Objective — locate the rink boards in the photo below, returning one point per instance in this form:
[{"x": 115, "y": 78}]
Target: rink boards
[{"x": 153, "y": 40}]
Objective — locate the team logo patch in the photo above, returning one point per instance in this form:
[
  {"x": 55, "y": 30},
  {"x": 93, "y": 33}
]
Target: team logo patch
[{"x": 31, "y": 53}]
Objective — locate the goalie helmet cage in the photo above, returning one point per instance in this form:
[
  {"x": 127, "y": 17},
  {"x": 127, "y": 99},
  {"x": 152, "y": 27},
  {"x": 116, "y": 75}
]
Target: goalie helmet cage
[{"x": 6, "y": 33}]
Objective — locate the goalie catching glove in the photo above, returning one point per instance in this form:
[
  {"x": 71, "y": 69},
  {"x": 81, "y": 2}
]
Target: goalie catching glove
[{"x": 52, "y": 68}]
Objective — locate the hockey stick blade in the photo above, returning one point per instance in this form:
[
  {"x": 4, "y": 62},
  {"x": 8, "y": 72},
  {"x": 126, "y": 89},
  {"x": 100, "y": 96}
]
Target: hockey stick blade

★ ★ ★

§ **Required work**
Write the material out once more, keeping each line exact.

§ **The answer**
Objective — locate the rink boards in the photo below, returning one point per instance in this form:
[{"x": 115, "y": 78}]
Target: rink boards
[{"x": 153, "y": 40}]
Objective — locate the team logo patch in the photo above, returning one point per instance in this form:
[
  {"x": 55, "y": 30},
  {"x": 93, "y": 33}
]
Target: team logo patch
[{"x": 31, "y": 53}]
Objective — locate the goalie helmet cage in the photo above, returning one point per instance in this form:
[
  {"x": 127, "y": 17},
  {"x": 127, "y": 99},
  {"x": 152, "y": 27},
  {"x": 116, "y": 75}
]
Target: goalie helmet cage
[{"x": 6, "y": 33}]
Objective — locate the goalie catching glove in the photo above, returning one point per instance in this form:
[
  {"x": 71, "y": 69},
  {"x": 81, "y": 2}
]
Target: goalie catching glove
[{"x": 52, "y": 68}]
Objective — locate the hockey stick blade in the photo above, returning one point per instance in this form:
[
  {"x": 4, "y": 62},
  {"x": 8, "y": 72},
  {"x": 126, "y": 89},
  {"x": 100, "y": 96}
]
Target: hockey stick blade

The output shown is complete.